» **Source excerpt**
** Begin **

Page MenuHomePhabricator

Run deleteLocalPasswords.php in WMF prod (Central Auth wikis only!) after 1.32.0-wmf.16 is everywhere
Closed, ResolvedPublic

Description

We should run deleteLocalPasswords.php across all wikis when the script and dependancies are everywhere. For T57420

Event Timeline

Reedy renamed this task from Run deleteLocalPasswords.php in WMF prod after 1.32.0-wmf.16 is everywhere to Run deleteLocalPasswords.php in WMF prod (Central Auth wikis only!) after 1.32.0-wmf.16 is everywhere.Aug 2 2018, 1:54 PM
Reedy updated the task description. (Show Details)

According to http://tools.wmflabs.org/versions/ wmf.16 is already everywhere, and we'll be soon on wmf.18 (no wmf.17?).

Ladsgroup subscribed.

I will run this tomorrow.

It’s technically a WMF holiday tomorrow. Dunno which Europeans will be observing it. Considering it has a destructive action it may be best waiting

I didn't know tomorrow is a holiday, will run it the day after tomorrow.

The other question is against which dblists

CentralAuth wikis only. You could build a temporary centralauth.dblist computing:

%% all.dblist - private.dblist - fishbowl.dblist - nonglobal.dblist

(maybe even later expanding it; I've heard folks don't like computed dblists) and run the script on them.

Editted per T201009#4552203

Change 457459 had a related patch set uploaded (by Ladsgroup; owner: Amir Sarabadani):
[operations/mediawiki-config@master] Add centralauth.dblist

https://gerrit.wikimedia.org/r/457459

Mentioned in SAL (#wikimedia-operations) [2018-09-07T10:03:18Z] <Amir1> ladsgroup@mwmaint1001:~$ mwscript extensions/CentralAuth/maintenance/deleteLocalPasswords.php --wiki=fawiki --user Ladsgroup --prefix (T201009)

Change 458766 had a related patch set uploaded (by Ladsgroup; owner: Amir Sarabadani):
[mediawiki/extensions/CentralAuth@master] Fix typo

https://gerrit.wikimedia.org/r/458766

Mentioned in SAL (#wikimedia-operations) [2018-09-07T10:03:18Z] <Amir1> ladsgroup@mwmaint1001:~$ mwscript extensions/CentralAuth/maintenance/deleteLocalPasswords.php --wiki=fawiki --user Ladsgroup --prefix (T201009)

** End **

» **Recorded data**
** Begin **

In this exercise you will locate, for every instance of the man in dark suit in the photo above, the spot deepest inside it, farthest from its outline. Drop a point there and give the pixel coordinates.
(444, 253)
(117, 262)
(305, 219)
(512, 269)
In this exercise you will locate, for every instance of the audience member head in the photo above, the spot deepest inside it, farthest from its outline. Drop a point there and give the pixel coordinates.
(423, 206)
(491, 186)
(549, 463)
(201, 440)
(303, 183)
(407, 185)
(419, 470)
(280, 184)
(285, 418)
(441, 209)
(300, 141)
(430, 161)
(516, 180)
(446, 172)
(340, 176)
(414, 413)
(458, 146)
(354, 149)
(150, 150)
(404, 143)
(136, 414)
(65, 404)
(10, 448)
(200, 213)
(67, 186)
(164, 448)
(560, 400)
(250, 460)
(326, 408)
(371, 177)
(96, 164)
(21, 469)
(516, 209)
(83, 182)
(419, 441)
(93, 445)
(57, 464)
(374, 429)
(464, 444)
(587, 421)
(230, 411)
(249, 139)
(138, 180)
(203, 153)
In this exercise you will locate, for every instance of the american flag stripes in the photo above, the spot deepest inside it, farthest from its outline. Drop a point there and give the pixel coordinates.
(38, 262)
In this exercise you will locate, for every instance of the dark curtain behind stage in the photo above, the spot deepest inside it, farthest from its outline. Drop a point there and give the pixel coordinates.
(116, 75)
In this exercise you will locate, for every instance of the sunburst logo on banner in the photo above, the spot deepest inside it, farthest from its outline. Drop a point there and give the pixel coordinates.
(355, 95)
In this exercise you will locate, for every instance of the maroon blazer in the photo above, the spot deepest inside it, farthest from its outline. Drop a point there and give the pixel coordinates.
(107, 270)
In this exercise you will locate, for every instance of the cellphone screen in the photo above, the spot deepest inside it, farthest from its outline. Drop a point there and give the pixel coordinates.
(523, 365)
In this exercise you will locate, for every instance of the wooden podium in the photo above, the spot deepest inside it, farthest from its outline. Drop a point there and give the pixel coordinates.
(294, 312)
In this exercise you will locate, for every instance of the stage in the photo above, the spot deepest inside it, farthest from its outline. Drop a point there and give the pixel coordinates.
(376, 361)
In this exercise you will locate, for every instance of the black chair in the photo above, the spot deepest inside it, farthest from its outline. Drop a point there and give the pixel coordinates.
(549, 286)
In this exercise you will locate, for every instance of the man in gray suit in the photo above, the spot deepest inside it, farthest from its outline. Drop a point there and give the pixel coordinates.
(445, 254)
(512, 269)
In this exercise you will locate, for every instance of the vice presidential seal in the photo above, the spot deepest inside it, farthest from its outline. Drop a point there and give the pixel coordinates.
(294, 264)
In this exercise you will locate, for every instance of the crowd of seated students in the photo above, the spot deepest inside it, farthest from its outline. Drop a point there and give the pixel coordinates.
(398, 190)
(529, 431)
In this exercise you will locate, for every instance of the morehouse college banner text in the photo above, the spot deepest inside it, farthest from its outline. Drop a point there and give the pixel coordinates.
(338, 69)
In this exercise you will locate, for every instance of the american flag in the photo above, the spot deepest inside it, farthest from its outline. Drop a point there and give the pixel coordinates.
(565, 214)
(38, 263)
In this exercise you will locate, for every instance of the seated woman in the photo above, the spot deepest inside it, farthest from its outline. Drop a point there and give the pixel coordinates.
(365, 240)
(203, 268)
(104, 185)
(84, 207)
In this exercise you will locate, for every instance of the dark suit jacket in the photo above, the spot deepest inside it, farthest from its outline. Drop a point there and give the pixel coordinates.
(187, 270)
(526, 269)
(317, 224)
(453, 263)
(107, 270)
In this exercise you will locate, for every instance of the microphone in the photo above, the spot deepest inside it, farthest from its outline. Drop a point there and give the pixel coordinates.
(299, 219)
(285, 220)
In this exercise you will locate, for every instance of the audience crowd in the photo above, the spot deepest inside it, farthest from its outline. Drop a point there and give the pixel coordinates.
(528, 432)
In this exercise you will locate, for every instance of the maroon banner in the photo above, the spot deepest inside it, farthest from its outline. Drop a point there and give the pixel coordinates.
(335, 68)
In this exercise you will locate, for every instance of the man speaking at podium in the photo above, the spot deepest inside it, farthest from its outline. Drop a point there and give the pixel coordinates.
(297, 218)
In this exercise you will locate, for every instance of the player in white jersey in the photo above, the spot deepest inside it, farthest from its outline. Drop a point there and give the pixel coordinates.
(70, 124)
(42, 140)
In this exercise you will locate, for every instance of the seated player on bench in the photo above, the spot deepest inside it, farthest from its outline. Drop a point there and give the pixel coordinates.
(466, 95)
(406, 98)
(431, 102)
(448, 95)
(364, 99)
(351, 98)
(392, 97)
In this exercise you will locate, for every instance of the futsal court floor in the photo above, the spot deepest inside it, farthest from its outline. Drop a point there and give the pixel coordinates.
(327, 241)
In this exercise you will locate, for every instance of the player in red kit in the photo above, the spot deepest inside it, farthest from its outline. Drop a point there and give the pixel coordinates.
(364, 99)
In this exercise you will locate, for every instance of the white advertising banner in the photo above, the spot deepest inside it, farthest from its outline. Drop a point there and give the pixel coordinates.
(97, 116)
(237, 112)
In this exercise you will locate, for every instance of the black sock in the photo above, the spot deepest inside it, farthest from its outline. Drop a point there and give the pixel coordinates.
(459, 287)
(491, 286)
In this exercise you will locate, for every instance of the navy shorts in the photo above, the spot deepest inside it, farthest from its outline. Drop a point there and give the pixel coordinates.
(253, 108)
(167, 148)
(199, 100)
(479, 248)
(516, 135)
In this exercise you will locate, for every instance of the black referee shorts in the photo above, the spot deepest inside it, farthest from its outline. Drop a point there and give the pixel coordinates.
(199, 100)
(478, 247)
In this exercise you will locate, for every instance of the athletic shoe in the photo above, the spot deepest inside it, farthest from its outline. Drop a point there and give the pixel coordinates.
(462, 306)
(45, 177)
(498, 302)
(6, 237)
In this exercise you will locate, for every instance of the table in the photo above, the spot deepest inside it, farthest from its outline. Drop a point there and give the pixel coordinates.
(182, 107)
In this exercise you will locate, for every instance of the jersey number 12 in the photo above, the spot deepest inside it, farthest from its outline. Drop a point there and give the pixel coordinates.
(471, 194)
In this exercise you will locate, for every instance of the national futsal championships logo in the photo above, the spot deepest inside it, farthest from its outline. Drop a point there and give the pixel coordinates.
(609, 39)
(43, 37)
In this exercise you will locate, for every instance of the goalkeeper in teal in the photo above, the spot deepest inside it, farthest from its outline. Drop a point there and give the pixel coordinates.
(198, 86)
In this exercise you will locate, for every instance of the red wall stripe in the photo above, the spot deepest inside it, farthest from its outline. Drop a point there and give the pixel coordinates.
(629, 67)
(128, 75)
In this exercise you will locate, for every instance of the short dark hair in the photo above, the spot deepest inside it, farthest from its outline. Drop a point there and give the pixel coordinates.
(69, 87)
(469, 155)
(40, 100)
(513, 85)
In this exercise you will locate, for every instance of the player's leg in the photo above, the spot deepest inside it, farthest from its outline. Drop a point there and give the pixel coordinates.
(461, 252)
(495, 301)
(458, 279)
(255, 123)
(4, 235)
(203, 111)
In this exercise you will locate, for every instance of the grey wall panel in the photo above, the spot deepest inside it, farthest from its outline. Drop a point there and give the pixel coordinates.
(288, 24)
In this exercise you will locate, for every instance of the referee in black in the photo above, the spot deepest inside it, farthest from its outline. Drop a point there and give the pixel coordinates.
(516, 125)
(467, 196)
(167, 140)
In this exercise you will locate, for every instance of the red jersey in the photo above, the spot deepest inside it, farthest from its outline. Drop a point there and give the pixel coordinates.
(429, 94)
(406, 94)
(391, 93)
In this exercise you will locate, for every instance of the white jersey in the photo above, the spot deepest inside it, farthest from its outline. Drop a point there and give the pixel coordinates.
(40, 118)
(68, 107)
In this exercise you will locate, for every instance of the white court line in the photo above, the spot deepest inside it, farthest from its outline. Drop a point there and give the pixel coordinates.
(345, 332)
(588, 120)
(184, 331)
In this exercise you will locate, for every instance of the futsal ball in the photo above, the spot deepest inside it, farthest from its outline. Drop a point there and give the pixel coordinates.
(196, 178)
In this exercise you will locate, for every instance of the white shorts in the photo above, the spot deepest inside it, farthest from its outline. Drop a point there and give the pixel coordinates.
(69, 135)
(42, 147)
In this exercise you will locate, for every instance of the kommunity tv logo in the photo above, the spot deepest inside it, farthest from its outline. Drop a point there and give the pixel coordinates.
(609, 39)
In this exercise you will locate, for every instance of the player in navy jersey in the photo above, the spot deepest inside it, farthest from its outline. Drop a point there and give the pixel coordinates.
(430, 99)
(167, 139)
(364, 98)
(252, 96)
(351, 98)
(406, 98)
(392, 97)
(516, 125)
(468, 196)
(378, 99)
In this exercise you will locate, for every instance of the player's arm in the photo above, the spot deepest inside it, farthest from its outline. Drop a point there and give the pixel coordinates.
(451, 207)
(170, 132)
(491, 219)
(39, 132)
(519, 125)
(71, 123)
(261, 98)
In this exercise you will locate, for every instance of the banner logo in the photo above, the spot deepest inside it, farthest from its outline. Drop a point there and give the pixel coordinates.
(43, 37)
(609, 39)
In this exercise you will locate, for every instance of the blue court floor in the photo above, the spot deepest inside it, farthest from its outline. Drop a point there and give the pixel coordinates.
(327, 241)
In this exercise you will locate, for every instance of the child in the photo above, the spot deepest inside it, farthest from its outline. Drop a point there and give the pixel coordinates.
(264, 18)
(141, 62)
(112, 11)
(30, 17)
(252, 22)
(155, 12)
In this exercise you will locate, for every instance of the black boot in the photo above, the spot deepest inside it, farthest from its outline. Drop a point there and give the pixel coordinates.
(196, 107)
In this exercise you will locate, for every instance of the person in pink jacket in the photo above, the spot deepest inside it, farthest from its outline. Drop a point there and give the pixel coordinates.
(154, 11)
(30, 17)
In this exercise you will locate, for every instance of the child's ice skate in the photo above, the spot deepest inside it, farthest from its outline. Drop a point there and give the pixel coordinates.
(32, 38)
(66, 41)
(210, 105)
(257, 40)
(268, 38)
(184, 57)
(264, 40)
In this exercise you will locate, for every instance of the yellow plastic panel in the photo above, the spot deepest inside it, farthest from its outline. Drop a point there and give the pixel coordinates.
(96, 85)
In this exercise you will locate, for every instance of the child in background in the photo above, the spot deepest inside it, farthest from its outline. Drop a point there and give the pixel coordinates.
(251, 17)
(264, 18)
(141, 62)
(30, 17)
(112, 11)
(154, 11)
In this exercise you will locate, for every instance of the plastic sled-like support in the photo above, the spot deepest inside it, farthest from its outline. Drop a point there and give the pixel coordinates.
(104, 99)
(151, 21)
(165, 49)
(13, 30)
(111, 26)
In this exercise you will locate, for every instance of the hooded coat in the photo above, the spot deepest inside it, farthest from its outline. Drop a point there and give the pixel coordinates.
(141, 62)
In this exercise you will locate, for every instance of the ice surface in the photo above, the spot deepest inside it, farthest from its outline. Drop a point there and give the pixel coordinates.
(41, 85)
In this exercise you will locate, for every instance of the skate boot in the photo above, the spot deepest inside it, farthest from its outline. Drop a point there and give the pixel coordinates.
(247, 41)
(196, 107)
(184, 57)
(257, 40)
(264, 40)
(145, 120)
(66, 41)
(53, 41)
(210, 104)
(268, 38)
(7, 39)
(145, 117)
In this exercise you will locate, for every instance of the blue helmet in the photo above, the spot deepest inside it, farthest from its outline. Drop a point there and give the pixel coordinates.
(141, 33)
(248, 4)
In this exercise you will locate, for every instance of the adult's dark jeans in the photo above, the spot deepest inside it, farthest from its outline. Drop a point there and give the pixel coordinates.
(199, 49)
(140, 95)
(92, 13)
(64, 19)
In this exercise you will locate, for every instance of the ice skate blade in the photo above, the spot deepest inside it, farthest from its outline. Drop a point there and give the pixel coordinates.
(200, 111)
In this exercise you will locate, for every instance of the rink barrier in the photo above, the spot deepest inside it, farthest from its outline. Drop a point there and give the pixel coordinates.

** End **

» **Written task**
Reproduce the Phabricator thread from "Event Timeline" up to and including "description. (Show Details)". You can leave the records aside; nothing here depends on them.

» **Output below**
Event Timeline

Reedy renamed this task from Run deleteLocalPasswords.php in WMF prod after 1.32.0-wmf.16 is everywhere to Run deleteLocalPasswords.php in WMF prod (Central Auth wikis only!) after 1.32.0-wmf.16 is everywhere.Aug 2 2018, 1:54 PM
Reedy updated the task description. (Show Details)